* **WHAT THE EXERCISE ASKS**: Write out the material below exactly, beginning at the line that contains "Target: paved walkway" and ending with its last line, both ends included; write nothing else.

* **DATA**:

╭──

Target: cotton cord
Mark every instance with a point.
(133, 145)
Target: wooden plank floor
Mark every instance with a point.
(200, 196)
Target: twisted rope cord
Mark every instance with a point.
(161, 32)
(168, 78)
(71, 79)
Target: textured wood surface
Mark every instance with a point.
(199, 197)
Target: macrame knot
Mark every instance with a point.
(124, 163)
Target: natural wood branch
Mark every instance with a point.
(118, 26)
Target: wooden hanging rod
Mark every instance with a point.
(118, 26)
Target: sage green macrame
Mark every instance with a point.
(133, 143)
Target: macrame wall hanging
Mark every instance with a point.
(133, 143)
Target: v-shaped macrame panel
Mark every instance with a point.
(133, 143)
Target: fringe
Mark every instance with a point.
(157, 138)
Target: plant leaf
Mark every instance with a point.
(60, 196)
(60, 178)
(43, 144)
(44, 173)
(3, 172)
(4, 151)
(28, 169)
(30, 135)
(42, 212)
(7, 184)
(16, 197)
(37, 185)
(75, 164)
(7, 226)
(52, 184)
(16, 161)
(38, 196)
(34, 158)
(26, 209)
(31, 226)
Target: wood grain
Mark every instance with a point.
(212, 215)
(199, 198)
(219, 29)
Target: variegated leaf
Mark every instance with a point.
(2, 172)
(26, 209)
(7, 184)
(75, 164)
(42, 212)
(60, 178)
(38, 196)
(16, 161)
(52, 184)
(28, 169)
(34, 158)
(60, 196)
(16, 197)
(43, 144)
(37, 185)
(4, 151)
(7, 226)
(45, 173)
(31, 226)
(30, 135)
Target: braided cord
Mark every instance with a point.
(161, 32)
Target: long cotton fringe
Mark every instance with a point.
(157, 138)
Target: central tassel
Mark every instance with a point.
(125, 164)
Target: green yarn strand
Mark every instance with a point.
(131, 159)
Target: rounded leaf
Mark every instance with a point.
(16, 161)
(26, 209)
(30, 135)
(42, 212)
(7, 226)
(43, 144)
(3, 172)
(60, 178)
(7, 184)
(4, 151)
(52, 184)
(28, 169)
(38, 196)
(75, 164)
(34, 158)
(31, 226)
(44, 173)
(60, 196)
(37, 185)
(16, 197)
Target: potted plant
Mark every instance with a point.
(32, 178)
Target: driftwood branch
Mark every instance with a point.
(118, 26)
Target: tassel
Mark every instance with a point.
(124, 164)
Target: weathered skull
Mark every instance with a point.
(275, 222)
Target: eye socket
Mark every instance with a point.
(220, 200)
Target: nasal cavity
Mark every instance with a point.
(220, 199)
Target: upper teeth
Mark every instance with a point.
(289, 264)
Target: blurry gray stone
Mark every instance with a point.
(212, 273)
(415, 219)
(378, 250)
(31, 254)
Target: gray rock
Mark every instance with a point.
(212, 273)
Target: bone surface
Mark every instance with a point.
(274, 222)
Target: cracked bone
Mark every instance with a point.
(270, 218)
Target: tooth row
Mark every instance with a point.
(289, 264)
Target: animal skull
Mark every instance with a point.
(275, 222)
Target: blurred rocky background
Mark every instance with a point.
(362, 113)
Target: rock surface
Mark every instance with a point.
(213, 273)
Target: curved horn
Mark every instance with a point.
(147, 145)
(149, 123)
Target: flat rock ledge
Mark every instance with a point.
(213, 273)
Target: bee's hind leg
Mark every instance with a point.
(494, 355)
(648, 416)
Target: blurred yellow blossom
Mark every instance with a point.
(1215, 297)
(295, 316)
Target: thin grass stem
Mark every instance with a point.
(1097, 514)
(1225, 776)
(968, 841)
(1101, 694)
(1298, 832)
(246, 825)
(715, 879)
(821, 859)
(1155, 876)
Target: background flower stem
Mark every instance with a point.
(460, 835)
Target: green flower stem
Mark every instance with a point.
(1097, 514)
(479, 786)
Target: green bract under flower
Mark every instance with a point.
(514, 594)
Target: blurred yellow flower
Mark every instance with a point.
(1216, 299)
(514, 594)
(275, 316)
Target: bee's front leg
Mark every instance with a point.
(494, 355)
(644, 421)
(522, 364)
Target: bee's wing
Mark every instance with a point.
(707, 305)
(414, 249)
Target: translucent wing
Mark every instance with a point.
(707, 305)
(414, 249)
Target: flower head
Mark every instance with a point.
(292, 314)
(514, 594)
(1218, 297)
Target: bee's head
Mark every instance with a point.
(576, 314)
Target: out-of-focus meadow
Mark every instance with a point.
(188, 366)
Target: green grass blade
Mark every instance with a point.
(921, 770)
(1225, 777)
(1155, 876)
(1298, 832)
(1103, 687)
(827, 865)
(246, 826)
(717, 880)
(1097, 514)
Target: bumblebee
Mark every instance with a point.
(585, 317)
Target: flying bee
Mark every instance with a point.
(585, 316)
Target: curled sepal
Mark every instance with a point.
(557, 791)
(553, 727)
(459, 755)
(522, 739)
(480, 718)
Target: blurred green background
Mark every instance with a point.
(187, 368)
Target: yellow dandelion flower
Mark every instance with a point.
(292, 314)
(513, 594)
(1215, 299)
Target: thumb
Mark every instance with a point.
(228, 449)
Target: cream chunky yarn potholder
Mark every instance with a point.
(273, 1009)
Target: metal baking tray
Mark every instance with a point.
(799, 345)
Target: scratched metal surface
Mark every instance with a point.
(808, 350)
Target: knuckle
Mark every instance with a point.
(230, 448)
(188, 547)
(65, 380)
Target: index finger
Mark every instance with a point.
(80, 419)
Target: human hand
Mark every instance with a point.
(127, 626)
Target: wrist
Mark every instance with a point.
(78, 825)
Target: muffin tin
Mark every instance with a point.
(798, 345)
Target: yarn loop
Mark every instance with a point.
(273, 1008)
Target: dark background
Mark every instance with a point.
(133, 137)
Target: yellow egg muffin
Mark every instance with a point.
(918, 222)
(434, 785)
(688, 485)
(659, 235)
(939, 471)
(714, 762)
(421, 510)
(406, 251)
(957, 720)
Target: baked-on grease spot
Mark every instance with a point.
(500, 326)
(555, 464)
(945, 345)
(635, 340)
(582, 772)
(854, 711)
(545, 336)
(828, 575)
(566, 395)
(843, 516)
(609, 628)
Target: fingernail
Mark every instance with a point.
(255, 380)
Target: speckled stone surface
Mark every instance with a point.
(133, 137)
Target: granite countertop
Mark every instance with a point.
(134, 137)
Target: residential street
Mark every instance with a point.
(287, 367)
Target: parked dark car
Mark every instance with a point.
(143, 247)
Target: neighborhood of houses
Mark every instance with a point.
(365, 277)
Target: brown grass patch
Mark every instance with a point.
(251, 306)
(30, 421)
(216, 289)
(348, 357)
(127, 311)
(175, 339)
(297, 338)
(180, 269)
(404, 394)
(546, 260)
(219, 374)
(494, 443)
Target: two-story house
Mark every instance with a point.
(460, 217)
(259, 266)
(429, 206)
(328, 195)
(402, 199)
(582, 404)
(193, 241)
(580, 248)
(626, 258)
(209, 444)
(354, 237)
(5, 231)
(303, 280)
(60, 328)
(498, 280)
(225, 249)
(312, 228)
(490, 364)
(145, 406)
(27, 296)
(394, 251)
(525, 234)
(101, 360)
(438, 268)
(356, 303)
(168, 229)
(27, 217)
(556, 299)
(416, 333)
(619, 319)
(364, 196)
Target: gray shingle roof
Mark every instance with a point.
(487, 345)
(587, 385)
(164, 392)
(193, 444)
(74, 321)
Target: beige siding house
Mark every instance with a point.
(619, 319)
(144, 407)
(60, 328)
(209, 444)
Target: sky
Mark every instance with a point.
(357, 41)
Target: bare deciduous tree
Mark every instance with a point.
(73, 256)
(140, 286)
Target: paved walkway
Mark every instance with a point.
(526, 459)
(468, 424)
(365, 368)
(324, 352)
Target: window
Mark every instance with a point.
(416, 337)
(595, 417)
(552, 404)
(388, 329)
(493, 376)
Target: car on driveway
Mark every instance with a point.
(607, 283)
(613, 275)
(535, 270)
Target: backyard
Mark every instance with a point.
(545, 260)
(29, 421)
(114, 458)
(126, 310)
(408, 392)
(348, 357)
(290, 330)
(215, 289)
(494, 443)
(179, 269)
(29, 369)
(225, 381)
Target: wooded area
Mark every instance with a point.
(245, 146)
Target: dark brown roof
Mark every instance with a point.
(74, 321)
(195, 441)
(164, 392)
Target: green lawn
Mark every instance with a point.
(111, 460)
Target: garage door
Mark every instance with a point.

╰──

* **ANSWER TO THIS TASK**:
Target: paved walkway
Mark every instance with a point.
(526, 459)
(468, 424)
(365, 368)
(324, 352)
Target: window
Mark every instance with a point.
(416, 337)
(595, 417)
(552, 404)
(388, 329)
(493, 376)
Target: car on driveway
Mark every instance with a point.
(607, 283)
(613, 275)
(535, 270)
Target: backyard
Mark every instance with a point.
(545, 260)
(29, 421)
(114, 458)
(126, 310)
(408, 392)
(348, 357)
(290, 330)
(215, 289)
(494, 443)
(179, 269)
(29, 369)
(225, 381)
Target: wooded area
Mark every instance with a point.
(245, 146)
Target: dark brown roof
Mark every instance with a point.
(74, 321)
(195, 441)
(164, 392)
Target: green lawn
Mark every instance with a point.
(111, 460)
Target: garage door
Mark every instance with a point.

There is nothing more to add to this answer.